• **What is being asked**:
Copy out all the records, word for word.

• **Data extracted from a collection**:
——

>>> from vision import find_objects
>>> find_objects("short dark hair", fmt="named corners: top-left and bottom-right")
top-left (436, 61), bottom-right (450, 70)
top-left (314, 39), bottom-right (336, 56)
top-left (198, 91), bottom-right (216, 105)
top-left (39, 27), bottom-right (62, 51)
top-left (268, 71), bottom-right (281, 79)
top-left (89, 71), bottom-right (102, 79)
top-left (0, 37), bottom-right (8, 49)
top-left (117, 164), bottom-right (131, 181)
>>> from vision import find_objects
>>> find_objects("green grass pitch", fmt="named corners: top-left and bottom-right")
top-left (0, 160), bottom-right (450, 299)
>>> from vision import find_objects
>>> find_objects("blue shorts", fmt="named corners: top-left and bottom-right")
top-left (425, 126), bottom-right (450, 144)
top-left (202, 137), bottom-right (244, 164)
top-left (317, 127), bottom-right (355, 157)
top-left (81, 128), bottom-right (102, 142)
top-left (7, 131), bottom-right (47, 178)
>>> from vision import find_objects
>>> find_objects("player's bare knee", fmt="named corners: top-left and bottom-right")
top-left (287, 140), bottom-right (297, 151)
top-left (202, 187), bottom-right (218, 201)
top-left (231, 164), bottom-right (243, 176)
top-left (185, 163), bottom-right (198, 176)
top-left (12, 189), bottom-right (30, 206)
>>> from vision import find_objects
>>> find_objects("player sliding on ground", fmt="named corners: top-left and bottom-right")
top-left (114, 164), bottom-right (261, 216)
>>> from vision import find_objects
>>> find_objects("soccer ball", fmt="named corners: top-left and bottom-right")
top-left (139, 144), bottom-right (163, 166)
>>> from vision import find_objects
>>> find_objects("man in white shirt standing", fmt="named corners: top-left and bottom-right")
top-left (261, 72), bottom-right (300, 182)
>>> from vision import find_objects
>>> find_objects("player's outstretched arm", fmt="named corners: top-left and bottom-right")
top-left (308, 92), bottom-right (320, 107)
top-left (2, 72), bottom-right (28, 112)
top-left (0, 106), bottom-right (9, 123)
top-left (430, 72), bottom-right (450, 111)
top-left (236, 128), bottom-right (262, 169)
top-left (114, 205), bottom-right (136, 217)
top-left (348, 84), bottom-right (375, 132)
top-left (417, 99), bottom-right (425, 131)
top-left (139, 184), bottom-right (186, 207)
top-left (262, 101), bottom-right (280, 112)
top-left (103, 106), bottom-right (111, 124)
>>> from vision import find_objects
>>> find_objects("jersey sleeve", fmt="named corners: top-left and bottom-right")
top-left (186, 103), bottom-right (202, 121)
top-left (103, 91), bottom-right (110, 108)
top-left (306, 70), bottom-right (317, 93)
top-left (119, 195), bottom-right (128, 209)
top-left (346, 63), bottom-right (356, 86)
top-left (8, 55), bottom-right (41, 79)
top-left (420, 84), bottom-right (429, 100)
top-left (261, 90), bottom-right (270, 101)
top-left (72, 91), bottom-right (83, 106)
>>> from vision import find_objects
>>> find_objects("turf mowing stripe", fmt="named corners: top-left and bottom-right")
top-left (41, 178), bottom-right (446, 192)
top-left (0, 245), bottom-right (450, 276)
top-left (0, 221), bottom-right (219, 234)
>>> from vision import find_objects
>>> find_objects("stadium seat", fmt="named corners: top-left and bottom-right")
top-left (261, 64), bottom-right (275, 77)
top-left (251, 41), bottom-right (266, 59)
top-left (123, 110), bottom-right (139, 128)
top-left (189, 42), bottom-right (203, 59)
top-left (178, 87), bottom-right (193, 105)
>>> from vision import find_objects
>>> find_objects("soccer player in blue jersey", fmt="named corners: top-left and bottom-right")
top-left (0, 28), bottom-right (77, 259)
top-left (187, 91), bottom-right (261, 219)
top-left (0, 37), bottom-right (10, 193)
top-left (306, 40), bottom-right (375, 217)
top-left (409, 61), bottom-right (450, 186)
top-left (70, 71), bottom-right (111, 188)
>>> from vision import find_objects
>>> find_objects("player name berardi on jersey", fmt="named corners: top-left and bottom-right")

——

• **Answer to this exercise**:
>>> from vision import find_objects
>>> find_objects("short dark hair", fmt="named corners: top-left and bottom-right")
top-left (436, 61), bottom-right (450, 70)
top-left (314, 39), bottom-right (336, 56)
top-left (198, 91), bottom-right (216, 105)
top-left (39, 27), bottom-right (62, 51)
top-left (268, 71), bottom-right (281, 79)
top-left (89, 71), bottom-right (102, 79)
top-left (0, 37), bottom-right (8, 49)
top-left (117, 164), bottom-right (131, 181)
>>> from vision import find_objects
>>> find_objects("green grass pitch", fmt="named corners: top-left and bottom-right")
top-left (0, 160), bottom-right (450, 299)
>>> from vision import find_objects
>>> find_objects("blue shorts", fmt="named corners: top-left and bottom-right")
top-left (425, 126), bottom-right (450, 144)
top-left (202, 137), bottom-right (244, 164)
top-left (317, 127), bottom-right (355, 157)
top-left (81, 128), bottom-right (102, 142)
top-left (7, 131), bottom-right (47, 178)
>>> from vision import find_objects
>>> find_objects("player's bare knee", fmt="named corners: top-left and bottom-right")
top-left (287, 140), bottom-right (297, 151)
top-left (202, 187), bottom-right (218, 201)
top-left (231, 164), bottom-right (243, 176)
top-left (185, 163), bottom-right (198, 176)
top-left (12, 189), bottom-right (30, 206)
>>> from vision import find_objects
>>> find_objects("player sliding on ground", fmt="named corners: top-left and bottom-right")
top-left (114, 164), bottom-right (261, 216)
>>> from vision import find_objects
>>> find_objects("soccer ball", fmt="named corners: top-left and bottom-right")
top-left (139, 144), bottom-right (163, 166)
>>> from vision import find_objects
>>> find_objects("man in white shirt standing", fmt="named corners: top-left and bottom-right")
top-left (261, 72), bottom-right (300, 182)
>>> from vision import find_objects
>>> find_objects("player's outstretched arm", fmt="named corners: top-left and bottom-right")
top-left (308, 92), bottom-right (320, 107)
top-left (2, 72), bottom-right (28, 112)
top-left (0, 106), bottom-right (9, 123)
top-left (430, 72), bottom-right (450, 111)
top-left (236, 128), bottom-right (262, 169)
top-left (114, 205), bottom-right (136, 217)
top-left (348, 84), bottom-right (375, 132)
top-left (417, 99), bottom-right (425, 131)
top-left (139, 184), bottom-right (186, 207)
top-left (262, 101), bottom-right (280, 112)
top-left (103, 106), bottom-right (111, 124)
>>> from vision import find_objects
>>> find_objects("jersey sleeve", fmt="named corners: top-left and bottom-right")
top-left (186, 103), bottom-right (202, 121)
top-left (103, 91), bottom-right (110, 108)
top-left (306, 70), bottom-right (317, 93)
top-left (119, 195), bottom-right (128, 209)
top-left (346, 63), bottom-right (356, 86)
top-left (8, 55), bottom-right (41, 79)
top-left (420, 84), bottom-right (429, 100)
top-left (261, 90), bottom-right (270, 101)
top-left (72, 91), bottom-right (83, 106)
>>> from vision import find_objects
>>> find_objects("turf mowing stripe", fmt="named corners: top-left and bottom-right")
top-left (41, 178), bottom-right (446, 192)
top-left (0, 245), bottom-right (450, 276)
top-left (0, 221), bottom-right (219, 234)
>>> from vision import find_objects
>>> find_objects("stadium seat", fmt="named corners: top-left and bottom-right")
top-left (261, 64), bottom-right (275, 77)
top-left (251, 41), bottom-right (266, 59)
top-left (123, 110), bottom-right (139, 128)
top-left (189, 42), bottom-right (203, 59)
top-left (178, 87), bottom-right (193, 105)
>>> from vision import find_objects
>>> find_objects("soccer player in blue jersey", fmt="named corners: top-left and bottom-right")
top-left (0, 28), bottom-right (77, 259)
top-left (187, 91), bottom-right (261, 219)
top-left (0, 37), bottom-right (10, 193)
top-left (306, 40), bottom-right (375, 217)
top-left (409, 61), bottom-right (450, 186)
top-left (70, 71), bottom-right (111, 188)
>>> from vision import find_objects
>>> find_objects("player name berardi on jersey", fmt="named corners: top-left and bottom-right")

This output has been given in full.